* [Problem 1]:
In the OAuth proxy text, what does Traefik normally do with web requests?
* [Problem 2]:
Please reproduce the OAuth proxy text word for word from "Some of the" to "Wallabag support this).".

------ Extract to read ------

Some of the platforms we use on our swarm may have strong, proven security to prevent abuse. Techniques such as rate-limiting (to defeat brute force attacks) or even support 2-factor authentication (tiny-tiny-rss or Wallabag support this).
Other platforms may provide no authentication (Traefik's web UI for example), or minimal, un-proven UI authentication which may have been added as an afterthought.
Still platforms may hold such sensitive data (i.e., NextCloud), that we'll feel more secure by putting an additional authentication layer in front of them.
This is the role of the OAuth proxy.
How does it work?¶
Normally, Traefik proxies web requests directly to individual web apps running in containers. The user talks directly to the webapp, and the webapp is responsible for ensuring appropriate authentication.
When employing the OAuth proxy , the proxy sits in the middle of this transaction - traefik sends the web client to the OAuth proxy, the proxy authenticates the user against a 3rd-party source (GitHub, Google, etc), and then passes authenticated requests on to the web app in the container.
The advantage under this design is additional security. If I'm deploying a web app which I expect only myself to require access to, I'll put the oauth_proxy in front of it. The overhead is negligible, and the additional layer of security is well-worth it.
OAuth Proxy currently supports the following OAuth providers:
- Google (default)

------ Provided data ------

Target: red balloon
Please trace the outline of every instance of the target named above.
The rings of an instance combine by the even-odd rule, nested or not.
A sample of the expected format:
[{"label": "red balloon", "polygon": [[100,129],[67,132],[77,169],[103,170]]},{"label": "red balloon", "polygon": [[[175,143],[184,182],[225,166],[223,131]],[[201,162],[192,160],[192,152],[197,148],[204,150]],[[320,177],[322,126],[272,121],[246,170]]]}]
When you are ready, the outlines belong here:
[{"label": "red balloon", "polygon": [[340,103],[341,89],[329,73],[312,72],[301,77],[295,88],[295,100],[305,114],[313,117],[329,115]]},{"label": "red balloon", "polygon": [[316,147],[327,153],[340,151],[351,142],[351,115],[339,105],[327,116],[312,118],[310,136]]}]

------

* [Answer 1]:
Traefik proxies web requests directly to individual web apps running in containers.

* [Answer 2]:
Some of the platforms we use on our swarm may have strong, proven security to prevent abuse. Techniques such as rate-limiting (to defeat brute force attacks) or even support 2-factor authentication (tiny-tiny-rss or Wallabag support this).